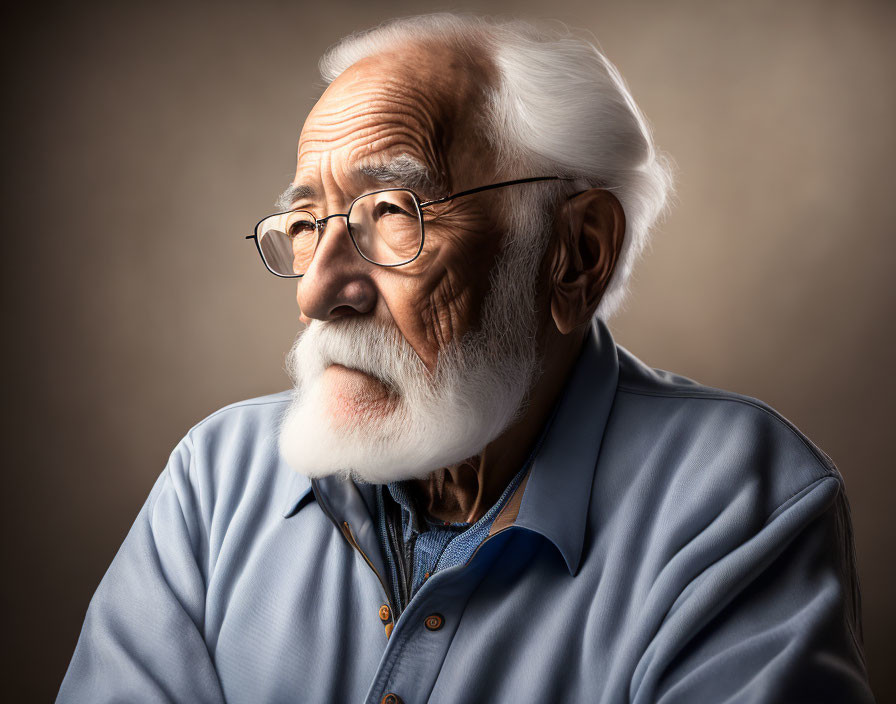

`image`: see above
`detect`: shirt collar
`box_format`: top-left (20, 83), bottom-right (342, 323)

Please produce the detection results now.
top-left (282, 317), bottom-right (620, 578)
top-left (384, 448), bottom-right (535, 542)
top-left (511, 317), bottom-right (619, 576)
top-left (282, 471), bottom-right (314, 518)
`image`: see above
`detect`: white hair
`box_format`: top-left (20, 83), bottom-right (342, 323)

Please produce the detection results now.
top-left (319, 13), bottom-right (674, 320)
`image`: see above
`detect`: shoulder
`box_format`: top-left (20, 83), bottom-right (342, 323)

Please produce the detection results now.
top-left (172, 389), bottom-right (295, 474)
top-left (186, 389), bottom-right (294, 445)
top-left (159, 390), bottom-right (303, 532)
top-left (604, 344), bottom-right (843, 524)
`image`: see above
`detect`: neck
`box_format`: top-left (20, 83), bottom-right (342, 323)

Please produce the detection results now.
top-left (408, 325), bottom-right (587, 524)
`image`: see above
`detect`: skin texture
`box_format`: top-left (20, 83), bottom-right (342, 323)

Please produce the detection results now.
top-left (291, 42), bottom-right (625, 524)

- - -

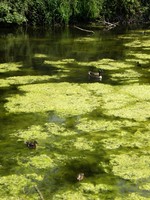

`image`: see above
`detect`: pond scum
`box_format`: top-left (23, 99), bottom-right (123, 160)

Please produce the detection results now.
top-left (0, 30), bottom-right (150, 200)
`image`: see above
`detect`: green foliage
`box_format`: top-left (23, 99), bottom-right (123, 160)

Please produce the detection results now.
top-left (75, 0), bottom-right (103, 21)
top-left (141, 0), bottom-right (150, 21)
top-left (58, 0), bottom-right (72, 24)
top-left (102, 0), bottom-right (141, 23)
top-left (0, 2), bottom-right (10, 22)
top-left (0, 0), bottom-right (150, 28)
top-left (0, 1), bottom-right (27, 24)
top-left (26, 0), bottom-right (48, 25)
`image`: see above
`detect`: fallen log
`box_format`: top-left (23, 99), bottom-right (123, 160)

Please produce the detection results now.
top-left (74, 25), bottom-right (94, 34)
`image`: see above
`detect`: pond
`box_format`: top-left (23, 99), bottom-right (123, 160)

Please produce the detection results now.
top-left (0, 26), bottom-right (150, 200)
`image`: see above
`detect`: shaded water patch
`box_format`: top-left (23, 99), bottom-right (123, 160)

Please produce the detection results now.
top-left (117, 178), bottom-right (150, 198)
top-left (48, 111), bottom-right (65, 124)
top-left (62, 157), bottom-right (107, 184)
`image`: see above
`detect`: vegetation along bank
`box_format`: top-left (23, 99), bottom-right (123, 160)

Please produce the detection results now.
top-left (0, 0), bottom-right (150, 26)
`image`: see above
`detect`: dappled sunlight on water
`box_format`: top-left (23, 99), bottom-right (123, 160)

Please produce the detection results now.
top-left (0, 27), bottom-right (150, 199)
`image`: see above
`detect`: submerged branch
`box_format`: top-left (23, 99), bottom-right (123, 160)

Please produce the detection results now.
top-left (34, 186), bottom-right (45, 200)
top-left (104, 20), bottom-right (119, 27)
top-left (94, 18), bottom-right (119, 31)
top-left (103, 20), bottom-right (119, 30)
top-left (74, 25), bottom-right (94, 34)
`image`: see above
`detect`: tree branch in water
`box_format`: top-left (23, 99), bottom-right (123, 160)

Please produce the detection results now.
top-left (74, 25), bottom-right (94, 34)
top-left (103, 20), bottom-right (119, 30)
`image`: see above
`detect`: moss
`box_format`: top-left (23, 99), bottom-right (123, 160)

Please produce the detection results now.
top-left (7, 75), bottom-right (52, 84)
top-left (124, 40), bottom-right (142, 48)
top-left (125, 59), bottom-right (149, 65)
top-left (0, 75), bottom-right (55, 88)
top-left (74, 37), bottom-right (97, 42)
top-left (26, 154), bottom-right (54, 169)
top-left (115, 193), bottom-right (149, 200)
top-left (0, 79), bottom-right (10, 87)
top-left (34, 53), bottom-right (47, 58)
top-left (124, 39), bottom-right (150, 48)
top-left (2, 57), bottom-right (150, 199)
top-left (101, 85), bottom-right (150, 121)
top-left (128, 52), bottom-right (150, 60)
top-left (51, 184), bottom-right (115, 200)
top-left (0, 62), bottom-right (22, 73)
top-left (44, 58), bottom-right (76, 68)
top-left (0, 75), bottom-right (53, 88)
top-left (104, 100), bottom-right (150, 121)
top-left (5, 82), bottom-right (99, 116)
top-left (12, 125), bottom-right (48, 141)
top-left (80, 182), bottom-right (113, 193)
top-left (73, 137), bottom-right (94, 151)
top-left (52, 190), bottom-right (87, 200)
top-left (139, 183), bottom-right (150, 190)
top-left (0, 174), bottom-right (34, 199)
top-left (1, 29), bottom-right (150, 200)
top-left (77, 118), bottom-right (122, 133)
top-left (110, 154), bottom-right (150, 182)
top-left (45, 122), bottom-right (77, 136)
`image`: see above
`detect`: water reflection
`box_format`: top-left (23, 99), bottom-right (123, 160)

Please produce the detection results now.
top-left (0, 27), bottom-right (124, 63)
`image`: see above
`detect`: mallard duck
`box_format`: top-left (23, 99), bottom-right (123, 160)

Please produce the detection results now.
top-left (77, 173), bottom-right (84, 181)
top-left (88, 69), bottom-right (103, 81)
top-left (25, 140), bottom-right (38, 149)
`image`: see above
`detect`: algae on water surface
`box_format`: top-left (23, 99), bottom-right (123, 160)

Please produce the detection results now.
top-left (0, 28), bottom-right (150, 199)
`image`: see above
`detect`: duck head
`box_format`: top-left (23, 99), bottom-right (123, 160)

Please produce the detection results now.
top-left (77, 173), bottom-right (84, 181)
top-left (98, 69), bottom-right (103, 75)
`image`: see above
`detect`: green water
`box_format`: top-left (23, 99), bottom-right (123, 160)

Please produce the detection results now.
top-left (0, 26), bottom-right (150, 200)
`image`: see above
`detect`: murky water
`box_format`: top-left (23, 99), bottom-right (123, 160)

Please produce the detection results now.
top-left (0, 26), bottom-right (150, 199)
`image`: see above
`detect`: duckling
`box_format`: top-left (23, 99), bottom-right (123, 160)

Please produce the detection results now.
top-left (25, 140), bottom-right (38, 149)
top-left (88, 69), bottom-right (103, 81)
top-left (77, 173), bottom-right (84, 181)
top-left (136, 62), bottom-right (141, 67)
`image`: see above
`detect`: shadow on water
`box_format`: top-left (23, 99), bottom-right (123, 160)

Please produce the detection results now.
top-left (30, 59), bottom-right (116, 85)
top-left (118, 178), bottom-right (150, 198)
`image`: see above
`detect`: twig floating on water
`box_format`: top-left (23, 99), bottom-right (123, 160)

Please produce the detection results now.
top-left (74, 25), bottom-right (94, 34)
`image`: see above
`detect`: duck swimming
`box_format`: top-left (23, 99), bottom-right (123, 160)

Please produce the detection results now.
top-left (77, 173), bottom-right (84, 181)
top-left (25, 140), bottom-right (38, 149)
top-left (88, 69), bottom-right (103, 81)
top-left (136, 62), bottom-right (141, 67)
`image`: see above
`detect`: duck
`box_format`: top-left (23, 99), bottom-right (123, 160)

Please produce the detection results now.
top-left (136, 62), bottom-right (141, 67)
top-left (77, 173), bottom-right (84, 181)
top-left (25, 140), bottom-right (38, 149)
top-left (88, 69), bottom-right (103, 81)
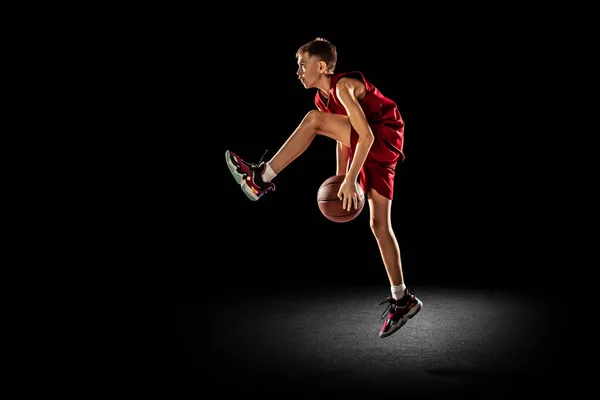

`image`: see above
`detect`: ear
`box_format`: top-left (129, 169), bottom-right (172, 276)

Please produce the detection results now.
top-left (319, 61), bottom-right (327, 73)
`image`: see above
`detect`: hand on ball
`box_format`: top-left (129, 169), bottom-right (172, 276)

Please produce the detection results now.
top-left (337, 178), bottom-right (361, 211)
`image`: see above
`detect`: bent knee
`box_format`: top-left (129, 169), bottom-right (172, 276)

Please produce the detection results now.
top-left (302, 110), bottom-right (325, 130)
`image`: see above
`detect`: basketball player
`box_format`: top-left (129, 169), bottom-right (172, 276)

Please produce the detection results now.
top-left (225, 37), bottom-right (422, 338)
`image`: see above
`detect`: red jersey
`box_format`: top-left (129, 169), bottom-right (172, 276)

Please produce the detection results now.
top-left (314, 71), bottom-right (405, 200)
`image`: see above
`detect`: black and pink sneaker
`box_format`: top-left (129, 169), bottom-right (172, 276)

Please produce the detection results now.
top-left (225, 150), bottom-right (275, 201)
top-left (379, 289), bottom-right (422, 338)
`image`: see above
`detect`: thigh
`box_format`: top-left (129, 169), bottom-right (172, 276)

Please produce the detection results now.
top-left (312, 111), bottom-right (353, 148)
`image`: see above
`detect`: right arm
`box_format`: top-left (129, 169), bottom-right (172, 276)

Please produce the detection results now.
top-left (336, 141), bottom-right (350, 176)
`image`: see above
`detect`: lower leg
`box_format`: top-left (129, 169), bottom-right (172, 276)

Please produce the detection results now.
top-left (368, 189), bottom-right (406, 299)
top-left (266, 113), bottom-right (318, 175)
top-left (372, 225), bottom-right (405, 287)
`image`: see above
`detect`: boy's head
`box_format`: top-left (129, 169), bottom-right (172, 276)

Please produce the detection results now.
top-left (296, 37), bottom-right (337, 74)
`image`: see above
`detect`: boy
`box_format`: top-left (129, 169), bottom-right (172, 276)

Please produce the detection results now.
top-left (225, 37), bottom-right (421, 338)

- - -

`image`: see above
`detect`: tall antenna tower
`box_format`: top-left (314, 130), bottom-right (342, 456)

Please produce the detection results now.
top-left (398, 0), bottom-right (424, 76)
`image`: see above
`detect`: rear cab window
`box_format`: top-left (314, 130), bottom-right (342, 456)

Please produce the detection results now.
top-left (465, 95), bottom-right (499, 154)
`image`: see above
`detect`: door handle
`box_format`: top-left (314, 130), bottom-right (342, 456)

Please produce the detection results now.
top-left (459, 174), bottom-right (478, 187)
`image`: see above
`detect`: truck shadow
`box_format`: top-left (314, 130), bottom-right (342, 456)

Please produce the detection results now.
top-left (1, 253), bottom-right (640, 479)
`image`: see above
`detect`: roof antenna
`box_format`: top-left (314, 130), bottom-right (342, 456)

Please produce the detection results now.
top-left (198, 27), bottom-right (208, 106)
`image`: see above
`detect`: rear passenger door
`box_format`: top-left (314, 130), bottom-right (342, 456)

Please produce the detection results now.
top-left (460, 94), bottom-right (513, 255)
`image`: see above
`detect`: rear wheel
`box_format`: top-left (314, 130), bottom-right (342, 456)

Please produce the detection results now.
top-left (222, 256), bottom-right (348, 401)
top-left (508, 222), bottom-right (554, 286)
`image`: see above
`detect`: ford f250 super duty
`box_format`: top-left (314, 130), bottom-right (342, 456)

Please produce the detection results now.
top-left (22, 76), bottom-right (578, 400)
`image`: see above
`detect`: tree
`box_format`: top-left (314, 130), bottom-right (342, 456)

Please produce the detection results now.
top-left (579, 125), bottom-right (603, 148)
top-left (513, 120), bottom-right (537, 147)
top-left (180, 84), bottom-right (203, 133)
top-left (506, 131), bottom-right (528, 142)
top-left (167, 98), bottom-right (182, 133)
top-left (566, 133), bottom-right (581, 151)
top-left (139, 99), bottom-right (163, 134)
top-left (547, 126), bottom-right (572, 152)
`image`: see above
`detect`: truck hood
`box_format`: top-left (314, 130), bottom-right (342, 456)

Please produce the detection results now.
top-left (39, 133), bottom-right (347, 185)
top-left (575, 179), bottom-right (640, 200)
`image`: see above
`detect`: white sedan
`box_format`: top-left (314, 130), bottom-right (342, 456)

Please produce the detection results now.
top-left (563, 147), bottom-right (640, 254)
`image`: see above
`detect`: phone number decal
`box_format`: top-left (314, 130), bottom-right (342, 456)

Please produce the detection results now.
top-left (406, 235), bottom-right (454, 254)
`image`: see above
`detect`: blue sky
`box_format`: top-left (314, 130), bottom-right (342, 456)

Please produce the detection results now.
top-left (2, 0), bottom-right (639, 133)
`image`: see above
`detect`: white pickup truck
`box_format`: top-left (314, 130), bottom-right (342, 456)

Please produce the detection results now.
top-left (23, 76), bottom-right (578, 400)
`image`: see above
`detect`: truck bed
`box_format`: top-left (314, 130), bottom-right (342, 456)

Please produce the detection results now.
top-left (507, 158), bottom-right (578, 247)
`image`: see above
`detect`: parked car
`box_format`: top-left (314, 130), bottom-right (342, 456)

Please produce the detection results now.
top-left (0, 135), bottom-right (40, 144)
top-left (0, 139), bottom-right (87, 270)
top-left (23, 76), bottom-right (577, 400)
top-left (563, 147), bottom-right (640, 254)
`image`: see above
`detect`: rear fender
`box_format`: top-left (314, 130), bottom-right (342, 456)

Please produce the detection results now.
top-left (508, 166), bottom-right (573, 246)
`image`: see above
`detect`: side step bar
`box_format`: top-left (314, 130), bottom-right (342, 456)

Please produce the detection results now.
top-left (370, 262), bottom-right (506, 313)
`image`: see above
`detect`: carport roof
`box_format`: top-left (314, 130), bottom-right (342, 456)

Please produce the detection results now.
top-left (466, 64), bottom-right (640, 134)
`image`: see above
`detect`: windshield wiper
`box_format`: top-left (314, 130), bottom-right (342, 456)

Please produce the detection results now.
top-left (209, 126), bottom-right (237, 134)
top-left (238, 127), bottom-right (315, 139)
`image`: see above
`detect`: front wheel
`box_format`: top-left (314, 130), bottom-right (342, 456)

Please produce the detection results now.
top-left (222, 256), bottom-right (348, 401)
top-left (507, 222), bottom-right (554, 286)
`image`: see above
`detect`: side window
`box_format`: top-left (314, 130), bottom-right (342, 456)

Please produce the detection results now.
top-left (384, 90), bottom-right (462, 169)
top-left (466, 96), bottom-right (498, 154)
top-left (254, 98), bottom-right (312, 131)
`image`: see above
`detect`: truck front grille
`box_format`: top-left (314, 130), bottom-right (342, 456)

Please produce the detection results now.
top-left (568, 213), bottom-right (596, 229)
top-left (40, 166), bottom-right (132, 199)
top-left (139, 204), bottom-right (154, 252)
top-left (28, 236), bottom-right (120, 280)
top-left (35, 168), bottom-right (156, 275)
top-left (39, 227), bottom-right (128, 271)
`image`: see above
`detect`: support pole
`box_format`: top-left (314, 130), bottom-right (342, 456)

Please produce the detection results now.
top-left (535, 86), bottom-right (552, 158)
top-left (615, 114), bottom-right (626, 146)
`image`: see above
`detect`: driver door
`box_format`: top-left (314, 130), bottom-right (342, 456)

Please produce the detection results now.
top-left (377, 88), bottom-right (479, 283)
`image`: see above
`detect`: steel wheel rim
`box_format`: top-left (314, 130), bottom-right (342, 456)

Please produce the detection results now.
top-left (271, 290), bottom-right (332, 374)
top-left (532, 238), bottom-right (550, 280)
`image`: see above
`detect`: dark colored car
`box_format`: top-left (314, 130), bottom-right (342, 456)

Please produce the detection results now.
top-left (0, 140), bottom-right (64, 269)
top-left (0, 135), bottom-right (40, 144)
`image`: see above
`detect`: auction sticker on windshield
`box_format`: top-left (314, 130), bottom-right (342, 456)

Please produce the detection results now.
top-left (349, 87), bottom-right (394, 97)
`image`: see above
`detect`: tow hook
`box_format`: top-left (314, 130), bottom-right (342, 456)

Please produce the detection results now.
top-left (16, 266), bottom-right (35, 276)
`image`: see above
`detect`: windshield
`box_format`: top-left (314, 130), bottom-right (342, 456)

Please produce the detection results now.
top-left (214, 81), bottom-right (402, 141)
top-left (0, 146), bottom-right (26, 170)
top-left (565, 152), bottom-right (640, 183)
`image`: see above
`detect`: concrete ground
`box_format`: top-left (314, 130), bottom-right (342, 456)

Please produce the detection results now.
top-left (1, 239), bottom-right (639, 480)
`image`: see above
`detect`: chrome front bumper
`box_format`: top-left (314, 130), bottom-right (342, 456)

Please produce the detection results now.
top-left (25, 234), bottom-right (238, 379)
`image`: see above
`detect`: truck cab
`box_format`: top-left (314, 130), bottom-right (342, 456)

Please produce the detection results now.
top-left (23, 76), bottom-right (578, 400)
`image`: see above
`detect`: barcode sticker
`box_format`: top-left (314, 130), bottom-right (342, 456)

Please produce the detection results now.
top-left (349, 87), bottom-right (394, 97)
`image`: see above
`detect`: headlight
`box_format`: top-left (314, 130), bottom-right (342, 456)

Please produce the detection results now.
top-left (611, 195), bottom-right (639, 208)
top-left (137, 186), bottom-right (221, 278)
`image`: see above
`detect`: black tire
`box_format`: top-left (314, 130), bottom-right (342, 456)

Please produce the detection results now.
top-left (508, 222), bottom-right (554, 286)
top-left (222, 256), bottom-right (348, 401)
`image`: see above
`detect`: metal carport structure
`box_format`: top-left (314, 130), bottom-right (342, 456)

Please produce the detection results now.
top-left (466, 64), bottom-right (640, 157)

- - -

ACTIVITY: Note how many lines in the material contain the string "window", and give that number alone.

OUTPUT BELOW: 2